[Interview] Comment traduire un manga ? Entretien avec Fabien Vautrin

A l’occasion du dernier line-up Soul Eater de la Japan Expo, nous avons rencontré Fabien Vautrin, traducteur du gros du panier Kurokawa : Soul Eater, Full Metal Alchemist, Jésus & Bouddha, Genshinken, et actuellement Silven Spoon et Waltz. Entretien. 

Comment traduire un manga

Journal du Japon : Bonjour, peux-tu m’expliquer ton cursus, ce qui t’a amené ici ?
Fabien Vautrin :
Le cursus scolaire n’a pas forcément d’incidence. J’ai fait de l’informatique et ma dernière année de maîtrise était en imagerie numérique, un peu des mathématiques en fait. Plus qu’utiliser Photoshop, créer des filtres. En parallèle, j’avais un site traitant de jeux vidéo japonais qui s’appelait Sugoï et c’est à cette époque-là que j’ai rencontré pas mal de gens, dont Grégoire Hellot, actuellement directeur de collection chez Kurokawa.

Je devais faire un stage chez Gaming, un magazine qui a périclité juste avant qu’il ne commence… Au final, j’étais à Paris sans avoir grand chose à faire. J’ai donc travaillé pour un magazine qui s’appelait Gamefan. Encore plus hardcore, avec des jeux de baston, toujours japonais et à tendance obscure. Greg cherchait quelqu’un pour faire de la mise en page, il avait aussi besoin d’un adaptateur, parce que les langues d’origines et ciblées étaient demandées. Mon épouse est japonaise, on a formé un binôme, c’est assez courant à Kurokawa. Elle est traductrice et moi je suis l’adaptateur.

Alors quel est ton lien avec le produit fini chez Kuro ? Tu traduis la version japonaise, anglaise ? Tu t’occupes de la maquette ?

• _Jeu de données_:
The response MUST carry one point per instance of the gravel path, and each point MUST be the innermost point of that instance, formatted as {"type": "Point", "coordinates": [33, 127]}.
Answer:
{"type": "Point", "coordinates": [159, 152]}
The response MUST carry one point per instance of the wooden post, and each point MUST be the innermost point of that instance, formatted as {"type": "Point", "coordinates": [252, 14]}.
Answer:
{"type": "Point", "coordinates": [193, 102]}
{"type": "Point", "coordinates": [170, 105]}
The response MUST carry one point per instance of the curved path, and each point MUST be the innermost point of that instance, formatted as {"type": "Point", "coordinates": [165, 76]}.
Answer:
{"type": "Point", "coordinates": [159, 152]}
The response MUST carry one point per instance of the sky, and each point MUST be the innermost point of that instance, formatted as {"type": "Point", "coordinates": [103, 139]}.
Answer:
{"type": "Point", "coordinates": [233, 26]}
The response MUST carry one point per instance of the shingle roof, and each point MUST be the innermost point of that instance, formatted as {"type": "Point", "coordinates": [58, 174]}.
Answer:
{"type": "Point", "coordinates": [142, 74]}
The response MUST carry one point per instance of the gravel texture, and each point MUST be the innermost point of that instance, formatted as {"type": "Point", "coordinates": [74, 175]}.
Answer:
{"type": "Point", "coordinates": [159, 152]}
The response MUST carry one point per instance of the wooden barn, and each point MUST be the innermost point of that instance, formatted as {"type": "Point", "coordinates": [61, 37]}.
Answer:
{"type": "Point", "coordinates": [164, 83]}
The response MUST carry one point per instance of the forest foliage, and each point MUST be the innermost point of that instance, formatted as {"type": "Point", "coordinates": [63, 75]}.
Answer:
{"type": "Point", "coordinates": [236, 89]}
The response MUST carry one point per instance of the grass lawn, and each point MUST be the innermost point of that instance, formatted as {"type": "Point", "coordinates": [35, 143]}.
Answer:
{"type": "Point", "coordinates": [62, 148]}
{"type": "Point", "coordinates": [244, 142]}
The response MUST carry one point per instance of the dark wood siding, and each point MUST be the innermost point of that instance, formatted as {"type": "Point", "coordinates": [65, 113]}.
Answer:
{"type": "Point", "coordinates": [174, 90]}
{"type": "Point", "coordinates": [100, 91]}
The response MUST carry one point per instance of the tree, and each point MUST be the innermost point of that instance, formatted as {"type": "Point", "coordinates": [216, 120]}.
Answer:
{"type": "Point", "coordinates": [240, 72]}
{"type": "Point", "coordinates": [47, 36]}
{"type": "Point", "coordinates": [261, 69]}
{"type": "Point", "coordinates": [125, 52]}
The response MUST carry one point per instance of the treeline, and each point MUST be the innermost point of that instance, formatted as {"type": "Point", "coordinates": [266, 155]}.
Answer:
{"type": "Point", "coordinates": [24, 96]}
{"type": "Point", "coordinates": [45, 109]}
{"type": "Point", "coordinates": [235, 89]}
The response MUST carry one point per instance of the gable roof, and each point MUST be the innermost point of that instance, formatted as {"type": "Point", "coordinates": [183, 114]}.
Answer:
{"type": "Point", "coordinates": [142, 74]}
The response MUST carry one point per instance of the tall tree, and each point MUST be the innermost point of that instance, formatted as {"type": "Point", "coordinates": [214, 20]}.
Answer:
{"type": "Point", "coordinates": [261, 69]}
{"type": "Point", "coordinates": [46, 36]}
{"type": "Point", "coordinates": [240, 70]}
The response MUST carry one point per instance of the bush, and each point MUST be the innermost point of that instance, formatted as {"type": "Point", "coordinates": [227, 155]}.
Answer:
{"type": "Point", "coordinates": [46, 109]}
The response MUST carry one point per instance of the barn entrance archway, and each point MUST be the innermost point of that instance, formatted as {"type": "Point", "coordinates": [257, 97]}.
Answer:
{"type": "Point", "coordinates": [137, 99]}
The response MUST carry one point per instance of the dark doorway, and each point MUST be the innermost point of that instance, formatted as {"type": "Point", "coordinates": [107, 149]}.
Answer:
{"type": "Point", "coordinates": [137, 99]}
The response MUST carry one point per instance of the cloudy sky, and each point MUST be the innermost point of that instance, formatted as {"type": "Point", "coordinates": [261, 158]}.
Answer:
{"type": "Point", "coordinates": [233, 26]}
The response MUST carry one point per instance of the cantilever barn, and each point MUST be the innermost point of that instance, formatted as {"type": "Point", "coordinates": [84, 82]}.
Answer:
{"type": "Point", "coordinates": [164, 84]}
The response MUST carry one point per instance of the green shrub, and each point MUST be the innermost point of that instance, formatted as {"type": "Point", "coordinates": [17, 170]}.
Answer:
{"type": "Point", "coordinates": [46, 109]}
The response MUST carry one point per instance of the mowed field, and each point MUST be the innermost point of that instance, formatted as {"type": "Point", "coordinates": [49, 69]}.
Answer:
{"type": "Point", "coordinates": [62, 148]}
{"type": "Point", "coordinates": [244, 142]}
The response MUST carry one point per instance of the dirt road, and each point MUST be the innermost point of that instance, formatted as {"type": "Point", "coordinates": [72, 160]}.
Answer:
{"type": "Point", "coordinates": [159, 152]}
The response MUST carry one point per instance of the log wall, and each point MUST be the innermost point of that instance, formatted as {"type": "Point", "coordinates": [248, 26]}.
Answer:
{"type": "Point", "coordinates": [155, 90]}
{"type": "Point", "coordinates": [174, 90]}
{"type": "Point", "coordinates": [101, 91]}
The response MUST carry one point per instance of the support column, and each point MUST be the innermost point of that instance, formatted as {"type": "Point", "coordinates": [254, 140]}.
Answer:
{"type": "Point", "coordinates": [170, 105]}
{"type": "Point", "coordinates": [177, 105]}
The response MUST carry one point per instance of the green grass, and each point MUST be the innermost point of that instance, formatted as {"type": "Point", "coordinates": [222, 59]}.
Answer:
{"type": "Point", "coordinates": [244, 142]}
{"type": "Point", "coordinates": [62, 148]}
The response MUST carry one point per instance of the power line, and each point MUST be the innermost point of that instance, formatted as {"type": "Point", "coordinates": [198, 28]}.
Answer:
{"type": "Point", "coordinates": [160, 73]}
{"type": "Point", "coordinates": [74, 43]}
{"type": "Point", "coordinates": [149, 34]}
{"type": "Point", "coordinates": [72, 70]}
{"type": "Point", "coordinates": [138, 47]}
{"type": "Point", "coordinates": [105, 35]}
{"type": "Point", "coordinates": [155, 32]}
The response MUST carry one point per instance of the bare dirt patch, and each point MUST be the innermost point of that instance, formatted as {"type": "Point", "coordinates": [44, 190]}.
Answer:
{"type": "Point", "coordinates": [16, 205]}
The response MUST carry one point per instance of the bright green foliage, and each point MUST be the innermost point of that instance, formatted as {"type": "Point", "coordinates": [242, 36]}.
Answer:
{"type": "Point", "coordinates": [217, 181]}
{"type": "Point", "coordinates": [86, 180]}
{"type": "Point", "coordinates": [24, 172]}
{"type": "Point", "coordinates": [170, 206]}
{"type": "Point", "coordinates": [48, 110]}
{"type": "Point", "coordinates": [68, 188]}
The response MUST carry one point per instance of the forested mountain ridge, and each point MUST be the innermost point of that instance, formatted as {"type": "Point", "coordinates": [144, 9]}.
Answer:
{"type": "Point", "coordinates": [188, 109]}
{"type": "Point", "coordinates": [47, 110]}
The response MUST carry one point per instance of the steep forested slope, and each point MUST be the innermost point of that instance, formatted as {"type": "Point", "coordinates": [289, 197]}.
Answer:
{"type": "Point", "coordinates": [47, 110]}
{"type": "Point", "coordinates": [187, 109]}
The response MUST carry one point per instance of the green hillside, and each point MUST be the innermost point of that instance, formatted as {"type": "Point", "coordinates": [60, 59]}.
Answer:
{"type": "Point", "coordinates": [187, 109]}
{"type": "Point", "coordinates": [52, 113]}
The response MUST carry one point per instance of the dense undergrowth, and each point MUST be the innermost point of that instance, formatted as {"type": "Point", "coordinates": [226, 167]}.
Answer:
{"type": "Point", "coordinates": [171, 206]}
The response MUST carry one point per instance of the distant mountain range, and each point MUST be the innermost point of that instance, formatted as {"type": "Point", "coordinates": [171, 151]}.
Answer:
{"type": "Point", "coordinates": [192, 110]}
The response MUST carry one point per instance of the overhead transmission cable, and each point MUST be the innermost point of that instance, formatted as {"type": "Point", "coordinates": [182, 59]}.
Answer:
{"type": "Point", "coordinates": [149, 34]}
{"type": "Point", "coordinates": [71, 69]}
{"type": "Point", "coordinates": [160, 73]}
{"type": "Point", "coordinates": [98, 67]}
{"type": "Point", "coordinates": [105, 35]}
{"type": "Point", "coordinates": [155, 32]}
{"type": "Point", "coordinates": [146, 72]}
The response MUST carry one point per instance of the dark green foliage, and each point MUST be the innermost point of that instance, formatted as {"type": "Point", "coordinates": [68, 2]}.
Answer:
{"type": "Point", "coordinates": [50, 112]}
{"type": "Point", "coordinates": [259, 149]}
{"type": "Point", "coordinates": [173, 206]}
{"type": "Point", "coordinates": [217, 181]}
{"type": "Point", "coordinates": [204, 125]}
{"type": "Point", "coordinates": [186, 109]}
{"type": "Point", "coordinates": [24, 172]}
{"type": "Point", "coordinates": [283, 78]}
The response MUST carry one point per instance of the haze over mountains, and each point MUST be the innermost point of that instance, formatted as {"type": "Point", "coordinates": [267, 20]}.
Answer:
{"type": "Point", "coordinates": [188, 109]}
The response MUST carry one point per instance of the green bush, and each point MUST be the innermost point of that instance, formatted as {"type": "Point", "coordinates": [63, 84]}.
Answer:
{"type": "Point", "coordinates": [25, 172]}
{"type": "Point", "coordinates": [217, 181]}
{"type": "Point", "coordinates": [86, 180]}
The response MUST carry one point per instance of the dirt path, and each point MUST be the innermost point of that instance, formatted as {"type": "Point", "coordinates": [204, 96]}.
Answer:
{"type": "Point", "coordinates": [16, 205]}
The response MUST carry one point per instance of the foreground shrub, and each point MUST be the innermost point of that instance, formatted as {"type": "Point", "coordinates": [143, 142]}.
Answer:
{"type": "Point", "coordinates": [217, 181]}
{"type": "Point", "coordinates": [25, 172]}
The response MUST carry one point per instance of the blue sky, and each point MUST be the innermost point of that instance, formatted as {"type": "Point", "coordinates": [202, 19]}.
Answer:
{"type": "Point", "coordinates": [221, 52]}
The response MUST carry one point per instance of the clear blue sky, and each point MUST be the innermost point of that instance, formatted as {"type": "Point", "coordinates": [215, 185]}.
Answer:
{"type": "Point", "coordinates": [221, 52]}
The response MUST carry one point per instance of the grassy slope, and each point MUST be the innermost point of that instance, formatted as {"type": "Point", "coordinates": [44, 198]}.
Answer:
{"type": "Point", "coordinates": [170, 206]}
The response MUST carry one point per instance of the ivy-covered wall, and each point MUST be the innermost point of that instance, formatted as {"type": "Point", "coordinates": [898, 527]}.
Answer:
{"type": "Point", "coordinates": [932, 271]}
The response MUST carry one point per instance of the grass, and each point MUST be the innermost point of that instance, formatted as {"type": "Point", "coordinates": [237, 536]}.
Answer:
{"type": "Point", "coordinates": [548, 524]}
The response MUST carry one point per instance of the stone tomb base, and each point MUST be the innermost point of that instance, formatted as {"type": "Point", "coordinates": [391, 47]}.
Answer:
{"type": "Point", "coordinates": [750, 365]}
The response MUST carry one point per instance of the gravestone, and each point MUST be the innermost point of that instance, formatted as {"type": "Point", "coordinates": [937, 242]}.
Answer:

• _Consigne_: Réécrivez le passage de l’entretien situé entre "A l’occasion du" et "collection chez Kurokawa.", bornes incluses, en substituant "traitement d’image" à "imagerie numérique".

• _Réponse attendue_:
A l’occasion du dernier line-up Soul Eater de la Japan Expo, nous avons rencontré Fabien Vautrin, traducteur du gros du panier Kurokawa : Soul Eater, Full Metal Alchemist, Jésus & Bouddha, Genshinken, et actuellement Silven Spoon et Waltz. Entretien. 

Comment traduire un manga

Journal du Japon : Bonjour, peux-tu m’expliquer ton cursus, ce qui t’a amené ici ?
Fabien Vautrin :
Le cursus scolaire n’a pas forcément d’incidence. J’ai fait de l’informatique et ma dernière année de maîtrise était en traitement d’image, un peu des mathématiques en fait. Plus qu’utiliser Photoshop, créer des filtres. En parallèle, j’avais un site traitant de jeux vidéo japonais qui s’appelait Sugoï et c’est à cette époque-là que j’ai rencontré pas mal de gens, dont Grégoire Hellot, actuellement directeur de collection chez Kurokawa.